TASK OBJECTIVE: Set down every record below exactly as written, but leave out the pictures.

LISTED ENTRIES:

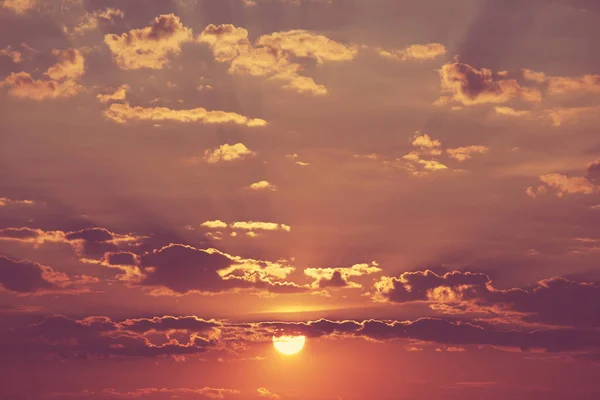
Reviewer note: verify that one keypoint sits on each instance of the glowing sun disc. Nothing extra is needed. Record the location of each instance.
(289, 345)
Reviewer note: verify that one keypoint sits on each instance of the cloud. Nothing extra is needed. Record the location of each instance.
(464, 153)
(256, 225)
(214, 224)
(425, 141)
(415, 52)
(91, 20)
(166, 393)
(179, 269)
(511, 112)
(568, 185)
(554, 301)
(303, 43)
(62, 82)
(95, 337)
(466, 85)
(118, 95)
(227, 152)
(19, 6)
(14, 55)
(149, 47)
(28, 277)
(87, 243)
(263, 185)
(271, 55)
(340, 277)
(264, 392)
(123, 112)
(101, 337)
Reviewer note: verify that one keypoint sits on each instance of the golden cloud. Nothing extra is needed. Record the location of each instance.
(123, 112)
(415, 52)
(149, 47)
(464, 84)
(227, 152)
(464, 153)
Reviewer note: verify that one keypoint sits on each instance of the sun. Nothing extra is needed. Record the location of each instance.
(289, 345)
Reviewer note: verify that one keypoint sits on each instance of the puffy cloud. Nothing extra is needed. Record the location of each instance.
(70, 65)
(61, 83)
(340, 277)
(28, 277)
(123, 112)
(562, 85)
(102, 337)
(432, 165)
(227, 152)
(425, 141)
(568, 185)
(14, 55)
(178, 269)
(162, 393)
(418, 52)
(23, 85)
(263, 185)
(91, 20)
(226, 41)
(271, 55)
(303, 43)
(464, 153)
(118, 95)
(561, 115)
(217, 224)
(19, 6)
(94, 337)
(464, 84)
(149, 47)
(256, 225)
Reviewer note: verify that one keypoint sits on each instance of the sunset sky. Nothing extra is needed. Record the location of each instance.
(404, 194)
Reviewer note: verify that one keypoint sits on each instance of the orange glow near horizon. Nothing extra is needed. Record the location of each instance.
(289, 345)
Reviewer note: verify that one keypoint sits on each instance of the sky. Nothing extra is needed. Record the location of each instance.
(408, 188)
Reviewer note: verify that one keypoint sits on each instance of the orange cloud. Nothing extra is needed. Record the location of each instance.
(91, 20)
(568, 185)
(62, 82)
(270, 56)
(466, 85)
(263, 185)
(14, 55)
(415, 52)
(19, 6)
(117, 95)
(227, 152)
(464, 153)
(149, 47)
(123, 112)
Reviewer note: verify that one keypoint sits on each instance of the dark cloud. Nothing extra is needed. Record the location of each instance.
(554, 301)
(23, 276)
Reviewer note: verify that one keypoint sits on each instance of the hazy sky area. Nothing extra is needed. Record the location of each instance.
(405, 194)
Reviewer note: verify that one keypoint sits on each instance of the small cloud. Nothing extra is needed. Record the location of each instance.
(227, 152)
(465, 153)
(416, 52)
(263, 185)
(263, 392)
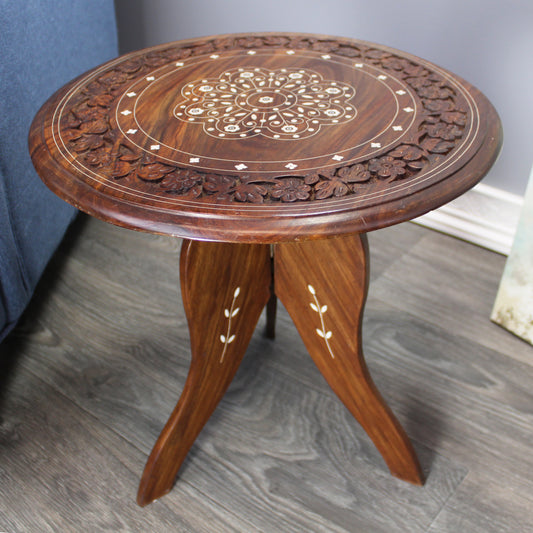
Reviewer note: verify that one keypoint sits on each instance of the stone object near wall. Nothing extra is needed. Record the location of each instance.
(513, 308)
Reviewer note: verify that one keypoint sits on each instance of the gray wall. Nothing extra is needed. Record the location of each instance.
(488, 42)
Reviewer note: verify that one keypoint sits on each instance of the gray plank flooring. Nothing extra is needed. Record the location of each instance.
(90, 375)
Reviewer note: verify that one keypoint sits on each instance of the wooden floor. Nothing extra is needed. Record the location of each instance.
(98, 362)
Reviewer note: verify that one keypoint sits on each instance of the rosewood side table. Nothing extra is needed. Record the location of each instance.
(254, 148)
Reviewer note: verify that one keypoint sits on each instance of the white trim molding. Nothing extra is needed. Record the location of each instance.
(485, 216)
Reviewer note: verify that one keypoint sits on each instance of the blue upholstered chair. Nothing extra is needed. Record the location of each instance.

ANSWER BOX:
Reviewer note: verify that one keypoint sits on each instance of the glowing sun disc. Nothing extra is needed. Record the location of each instance.
(289, 345)
Reviewer note: verify that one keypoint sits on each instance of the cloud. Nothing extra is needed. Record the location of each instance.
(464, 153)
(256, 225)
(214, 224)
(425, 141)
(415, 52)
(91, 20)
(166, 393)
(179, 269)
(511, 112)
(568, 185)
(554, 301)
(303, 43)
(62, 82)
(95, 337)
(466, 85)
(118, 95)
(227, 152)
(19, 6)
(14, 55)
(149, 47)
(28, 277)
(87, 243)
(263, 185)
(271, 55)
(340, 277)
(264, 392)
(123, 112)
(101, 337)
Reviewer note: verify that one keypoint sits on each instance of the golden cloud. Nothing extra is needed. Record the location of each instance.
(123, 112)
(415, 52)
(149, 47)
(464, 84)
(227, 152)
(464, 153)
Reviewer note: verify that one keypoint sits on each instance of the sun. Nothing extra is needed. Record the location of each instance.
(289, 345)
Reviewer note: verify that one keypoint sits on each instance of the puffy cloud. Nothing extra is needed. Record the location of each instance.
(70, 65)
(61, 83)
(340, 277)
(28, 277)
(123, 112)
(562, 85)
(102, 337)
(432, 165)
(227, 152)
(425, 141)
(568, 185)
(14, 55)
(178, 269)
(162, 393)
(418, 52)
(23, 85)
(263, 185)
(91, 20)
(226, 41)
(271, 55)
(303, 43)
(464, 153)
(118, 95)
(561, 115)
(217, 224)
(19, 6)
(94, 337)
(464, 84)
(149, 47)
(256, 225)
Reviewer note: verify that one keypoint sits on each instance of the sunset sky. Nothing extra is needed. Record the location of each instance.
(404, 194)
Reviewer note: verify that one keypoint sits on each instance of the orange glow near horizon. Nothing extra is needed. Record the location of each instance.
(289, 345)
Reviewer note: verify that one keypoint sits on each instance of the sky. Nothing extra is needed. Record the location of each instance.
(408, 188)
Reviewer note: verify that one keypoint sits on each instance of the orange cloud. Nothing extra is needed. Record the location of each instance.
(91, 20)
(568, 185)
(62, 82)
(270, 56)
(466, 85)
(263, 185)
(14, 55)
(415, 52)
(19, 6)
(117, 95)
(227, 152)
(464, 153)
(149, 47)
(123, 112)
Reviewer note: verify that one keypoint sits on each instance of the dark cloud. Nothing extra is needed. Record the location of each instance.
(554, 301)
(23, 276)
Reviewer note: verify that one keypoint sits on each instance of the hazy sky area. Nothing extra is needed. Record the location of each instance.
(405, 194)
Reviewer note: verify that one keypoint sits on each instance of the small cloud. Nothing extra is needed. Record the location of each instance.
(227, 152)
(465, 153)
(416, 52)
(263, 185)
(263, 392)
Reviewer note: verify that one keypoint sits on each instance of the stone object near wall. Nothing extra is needed. Record the location of each instance.
(513, 308)
Reviewer note: verify that one keypoint sits on each instance of the gray wall. Nothing extra is needed. Record the location of each instance.
(488, 42)
Reviewer note: verify that one keypoint sits on each instance of the gray plank flooring. Nothing extra is needed. Record the location of each instance.
(90, 375)
Reviewer note: verify that one keypoint sits on each instance of the wooden floor. Nothing extra is needed. Record the location of each instance.
(98, 362)
Reviewer note: verify that one keypoint sits on each instance of the rosewood side table. Nothing extra is needed. Record the location of each instance.
(254, 148)
Reviewer note: verify that one keypoint sits on each instance of the white trim molding. Nothing extra is needed. Record the location of each instance.
(485, 216)
Reviewer note: verify that one keypoint sits on each instance of the blue upholstered chair. Nothing extra is needed. Record the location of each instance.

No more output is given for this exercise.